[EXERCISE OBJECTIVE]
Set down the final stretch of the data, from the line that holds "hair in this photo." through the last line, both included, with pictures left out.
┌──
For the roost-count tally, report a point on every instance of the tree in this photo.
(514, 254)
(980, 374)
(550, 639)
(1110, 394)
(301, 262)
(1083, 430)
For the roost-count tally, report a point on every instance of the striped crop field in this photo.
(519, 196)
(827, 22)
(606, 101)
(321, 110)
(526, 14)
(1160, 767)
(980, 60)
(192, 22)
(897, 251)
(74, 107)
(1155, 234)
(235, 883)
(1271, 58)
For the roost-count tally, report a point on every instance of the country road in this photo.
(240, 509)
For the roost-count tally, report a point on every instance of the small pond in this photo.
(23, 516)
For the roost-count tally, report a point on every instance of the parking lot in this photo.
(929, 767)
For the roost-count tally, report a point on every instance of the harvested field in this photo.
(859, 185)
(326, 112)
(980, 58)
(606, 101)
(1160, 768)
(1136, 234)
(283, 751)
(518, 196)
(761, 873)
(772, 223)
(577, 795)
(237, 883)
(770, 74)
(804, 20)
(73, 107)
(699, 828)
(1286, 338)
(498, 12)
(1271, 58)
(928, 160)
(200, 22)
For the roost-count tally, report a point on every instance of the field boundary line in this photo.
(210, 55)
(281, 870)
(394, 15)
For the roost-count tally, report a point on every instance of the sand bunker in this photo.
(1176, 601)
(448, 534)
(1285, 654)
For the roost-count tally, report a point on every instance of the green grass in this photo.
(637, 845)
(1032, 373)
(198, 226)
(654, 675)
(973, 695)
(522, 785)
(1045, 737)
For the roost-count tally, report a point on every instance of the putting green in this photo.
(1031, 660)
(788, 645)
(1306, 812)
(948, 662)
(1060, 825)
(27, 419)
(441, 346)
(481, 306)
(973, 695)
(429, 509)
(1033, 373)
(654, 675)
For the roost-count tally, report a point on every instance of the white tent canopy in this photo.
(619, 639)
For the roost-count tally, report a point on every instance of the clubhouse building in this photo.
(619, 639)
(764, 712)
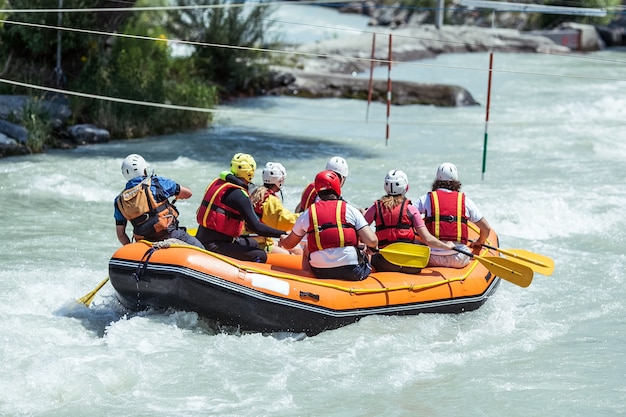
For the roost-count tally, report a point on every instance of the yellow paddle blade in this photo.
(538, 263)
(406, 254)
(88, 298)
(507, 269)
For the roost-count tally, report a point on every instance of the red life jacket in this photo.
(448, 220)
(258, 207)
(394, 225)
(139, 206)
(328, 227)
(308, 197)
(215, 215)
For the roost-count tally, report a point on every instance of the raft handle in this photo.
(314, 296)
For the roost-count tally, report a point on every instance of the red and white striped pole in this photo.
(388, 90)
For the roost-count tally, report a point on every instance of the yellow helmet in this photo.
(243, 166)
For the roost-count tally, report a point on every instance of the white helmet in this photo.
(396, 182)
(134, 166)
(447, 172)
(339, 165)
(274, 173)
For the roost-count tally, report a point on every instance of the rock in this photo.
(14, 131)
(54, 107)
(345, 86)
(10, 147)
(325, 69)
(87, 133)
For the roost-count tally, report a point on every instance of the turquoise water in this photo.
(554, 185)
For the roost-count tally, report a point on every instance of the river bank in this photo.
(327, 69)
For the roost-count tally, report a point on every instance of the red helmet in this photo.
(328, 180)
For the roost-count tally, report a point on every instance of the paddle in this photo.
(504, 268)
(88, 298)
(538, 263)
(406, 254)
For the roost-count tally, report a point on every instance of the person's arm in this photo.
(368, 237)
(485, 229)
(240, 201)
(289, 241)
(431, 240)
(276, 215)
(121, 233)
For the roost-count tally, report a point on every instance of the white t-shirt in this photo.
(332, 257)
(424, 207)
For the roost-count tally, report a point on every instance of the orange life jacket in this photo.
(215, 215)
(448, 220)
(395, 225)
(328, 227)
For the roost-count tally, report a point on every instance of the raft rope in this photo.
(143, 266)
(357, 291)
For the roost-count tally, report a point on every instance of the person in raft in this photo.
(336, 164)
(269, 207)
(446, 211)
(225, 207)
(397, 220)
(333, 229)
(145, 204)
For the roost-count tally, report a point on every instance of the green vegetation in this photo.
(139, 68)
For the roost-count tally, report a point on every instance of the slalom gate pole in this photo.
(487, 116)
(369, 89)
(388, 91)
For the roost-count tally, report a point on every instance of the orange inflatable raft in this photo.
(279, 296)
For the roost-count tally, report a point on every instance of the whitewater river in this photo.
(554, 185)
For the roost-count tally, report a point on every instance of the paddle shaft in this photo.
(506, 269)
(517, 256)
(88, 298)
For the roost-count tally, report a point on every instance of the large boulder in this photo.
(307, 85)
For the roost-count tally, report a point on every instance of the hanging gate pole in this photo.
(388, 91)
(369, 89)
(487, 115)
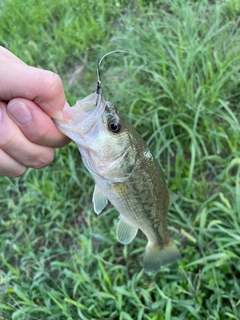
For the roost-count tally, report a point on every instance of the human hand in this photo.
(29, 98)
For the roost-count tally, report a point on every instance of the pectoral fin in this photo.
(99, 200)
(125, 231)
(172, 197)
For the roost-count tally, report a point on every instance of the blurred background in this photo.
(179, 87)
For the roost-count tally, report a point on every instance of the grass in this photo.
(179, 86)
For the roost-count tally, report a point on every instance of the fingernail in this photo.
(19, 112)
(67, 112)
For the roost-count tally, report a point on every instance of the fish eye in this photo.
(114, 125)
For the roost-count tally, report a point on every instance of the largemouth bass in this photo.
(126, 174)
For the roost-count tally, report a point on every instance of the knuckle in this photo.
(44, 159)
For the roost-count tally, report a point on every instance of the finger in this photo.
(10, 167)
(16, 145)
(43, 87)
(35, 124)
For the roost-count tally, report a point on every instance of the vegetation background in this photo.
(180, 88)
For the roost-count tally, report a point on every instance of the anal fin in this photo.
(99, 200)
(125, 231)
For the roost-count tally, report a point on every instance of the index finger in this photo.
(44, 87)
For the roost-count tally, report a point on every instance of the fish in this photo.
(126, 174)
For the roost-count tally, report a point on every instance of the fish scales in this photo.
(126, 174)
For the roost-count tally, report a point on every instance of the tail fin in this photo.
(155, 256)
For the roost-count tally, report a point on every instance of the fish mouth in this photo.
(85, 114)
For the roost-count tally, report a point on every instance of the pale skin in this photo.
(29, 99)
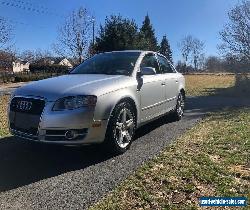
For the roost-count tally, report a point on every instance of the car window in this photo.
(165, 65)
(115, 63)
(149, 60)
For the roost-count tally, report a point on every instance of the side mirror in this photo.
(148, 71)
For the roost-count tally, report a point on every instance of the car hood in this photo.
(72, 84)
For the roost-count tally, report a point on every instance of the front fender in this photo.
(107, 102)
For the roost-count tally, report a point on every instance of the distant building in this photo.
(20, 66)
(64, 62)
(55, 61)
(14, 66)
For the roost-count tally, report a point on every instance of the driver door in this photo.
(152, 91)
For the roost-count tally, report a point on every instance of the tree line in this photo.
(75, 40)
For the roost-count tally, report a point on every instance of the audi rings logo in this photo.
(24, 105)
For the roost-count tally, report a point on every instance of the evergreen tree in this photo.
(165, 49)
(147, 39)
(117, 34)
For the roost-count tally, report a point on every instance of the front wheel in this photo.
(121, 128)
(179, 109)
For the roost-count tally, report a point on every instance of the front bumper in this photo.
(54, 124)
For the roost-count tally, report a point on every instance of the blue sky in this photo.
(176, 18)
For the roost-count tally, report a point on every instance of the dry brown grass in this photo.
(200, 163)
(3, 115)
(198, 85)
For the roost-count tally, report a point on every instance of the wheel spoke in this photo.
(119, 125)
(124, 115)
(127, 136)
(120, 138)
(129, 123)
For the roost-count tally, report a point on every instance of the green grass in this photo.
(3, 116)
(211, 159)
(230, 85)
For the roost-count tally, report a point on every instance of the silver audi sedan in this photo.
(103, 100)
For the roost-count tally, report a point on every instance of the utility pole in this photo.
(93, 38)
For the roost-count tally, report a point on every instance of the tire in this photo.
(121, 128)
(179, 109)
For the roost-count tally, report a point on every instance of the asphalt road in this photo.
(7, 89)
(37, 176)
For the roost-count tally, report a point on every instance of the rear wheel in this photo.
(179, 109)
(121, 128)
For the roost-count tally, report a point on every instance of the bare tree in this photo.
(197, 51)
(192, 50)
(74, 35)
(186, 47)
(236, 34)
(5, 33)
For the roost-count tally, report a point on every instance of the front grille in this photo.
(25, 114)
(27, 105)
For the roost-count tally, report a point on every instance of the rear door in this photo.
(171, 81)
(153, 90)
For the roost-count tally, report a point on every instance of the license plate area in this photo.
(23, 122)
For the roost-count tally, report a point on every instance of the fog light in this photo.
(70, 134)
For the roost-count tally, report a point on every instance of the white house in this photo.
(60, 61)
(20, 66)
(65, 62)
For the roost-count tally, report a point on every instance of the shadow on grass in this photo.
(240, 89)
(23, 162)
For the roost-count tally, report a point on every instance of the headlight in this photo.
(74, 102)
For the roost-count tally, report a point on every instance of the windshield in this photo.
(115, 63)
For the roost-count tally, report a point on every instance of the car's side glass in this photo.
(149, 60)
(165, 65)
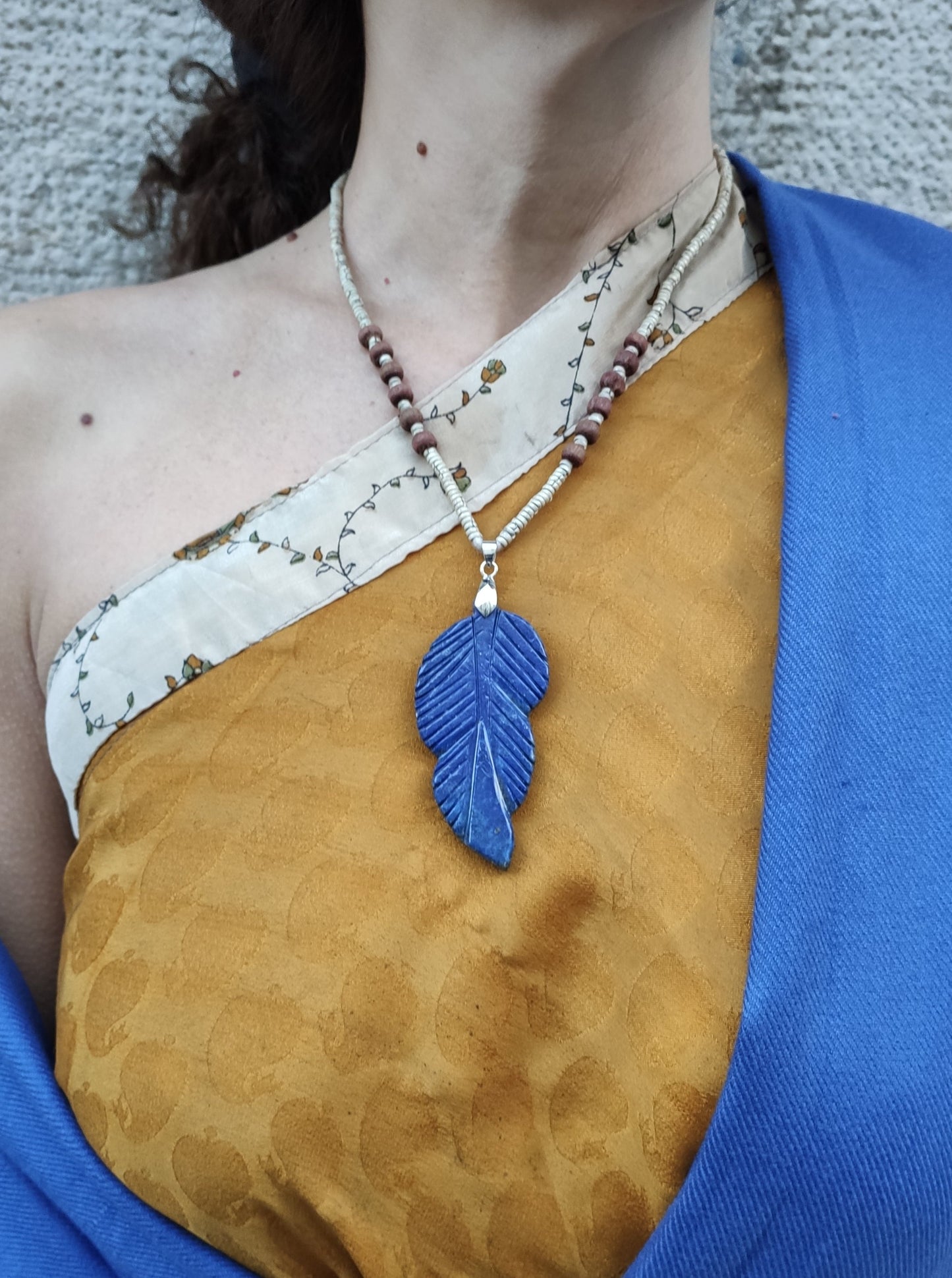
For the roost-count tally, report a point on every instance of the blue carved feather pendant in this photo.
(474, 690)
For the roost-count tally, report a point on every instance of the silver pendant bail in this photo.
(486, 596)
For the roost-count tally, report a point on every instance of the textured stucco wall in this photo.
(846, 95)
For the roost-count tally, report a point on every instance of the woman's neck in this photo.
(549, 127)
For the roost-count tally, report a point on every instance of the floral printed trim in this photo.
(367, 509)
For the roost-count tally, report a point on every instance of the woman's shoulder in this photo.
(119, 408)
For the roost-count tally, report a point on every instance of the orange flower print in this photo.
(202, 546)
(190, 667)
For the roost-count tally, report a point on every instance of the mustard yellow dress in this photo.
(299, 1018)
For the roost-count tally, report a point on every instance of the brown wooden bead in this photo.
(629, 361)
(393, 368)
(638, 341)
(613, 383)
(410, 417)
(370, 330)
(590, 428)
(379, 349)
(422, 441)
(600, 404)
(401, 391)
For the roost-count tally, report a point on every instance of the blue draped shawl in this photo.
(829, 1152)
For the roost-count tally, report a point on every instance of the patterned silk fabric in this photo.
(303, 1020)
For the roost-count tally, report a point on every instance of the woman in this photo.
(296, 1013)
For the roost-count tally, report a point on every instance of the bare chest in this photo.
(156, 469)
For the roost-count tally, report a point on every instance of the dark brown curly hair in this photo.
(260, 160)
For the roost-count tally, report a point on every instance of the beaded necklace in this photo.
(484, 675)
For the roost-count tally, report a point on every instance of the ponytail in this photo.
(260, 156)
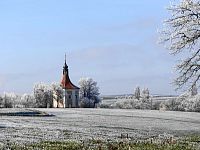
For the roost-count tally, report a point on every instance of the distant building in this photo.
(71, 92)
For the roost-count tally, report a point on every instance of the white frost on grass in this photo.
(97, 123)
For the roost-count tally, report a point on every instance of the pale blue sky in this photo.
(112, 41)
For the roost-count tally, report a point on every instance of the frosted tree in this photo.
(137, 93)
(43, 95)
(181, 35)
(89, 90)
(28, 101)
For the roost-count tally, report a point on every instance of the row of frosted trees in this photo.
(43, 95)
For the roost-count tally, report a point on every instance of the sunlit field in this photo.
(30, 126)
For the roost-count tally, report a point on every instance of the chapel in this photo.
(70, 91)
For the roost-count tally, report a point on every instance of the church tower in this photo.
(71, 92)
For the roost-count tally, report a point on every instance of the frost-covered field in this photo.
(95, 123)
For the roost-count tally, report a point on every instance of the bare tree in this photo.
(43, 95)
(89, 90)
(181, 35)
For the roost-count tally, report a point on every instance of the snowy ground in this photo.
(97, 123)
└──
[FINAL ANSWER]
For the roost-count tally, report a point on every instance of the dark brown curly hair in this photo.
(260, 160)
For the roost-count tally, report a point on every instance of the beaded necklace in this photo.
(484, 675)
For the roost-count tally, report a point on every instance of the ponytail in this photo.
(260, 156)
For the roost-count tally, report a point on every instance of the distant building in this photo.
(71, 92)
For the roost-count tally, report a point on every instance of the white frost on grass in this photo.
(97, 123)
For the roost-count tally, report a point on every instance of the pale blue sky in this photo.
(112, 41)
For the roost-count tally, report a point on every instance of the frosted tree in this photo.
(137, 93)
(43, 95)
(181, 35)
(89, 90)
(28, 101)
For the roost-count tally, report a point on every instance of the row of frosted trees in this photo.
(43, 95)
For the roost-count tally, report a point on every instance of the sunlit field in this photo.
(30, 126)
For the roost-count tally, report a point on every instance of the chapel in this photo.
(70, 91)
For the roost-count tally, report a point on every instance of the church tower in this photo.
(71, 92)
For the roost-count tally, report a point on every instance of the frost-covered field in this photo.
(95, 123)
For the roost-count tally, report a point on every instance of the bare tree in this photo.
(43, 95)
(89, 90)
(181, 35)
For the roost-count tally, report a point on every instance of the snowy ground in this photo.
(97, 123)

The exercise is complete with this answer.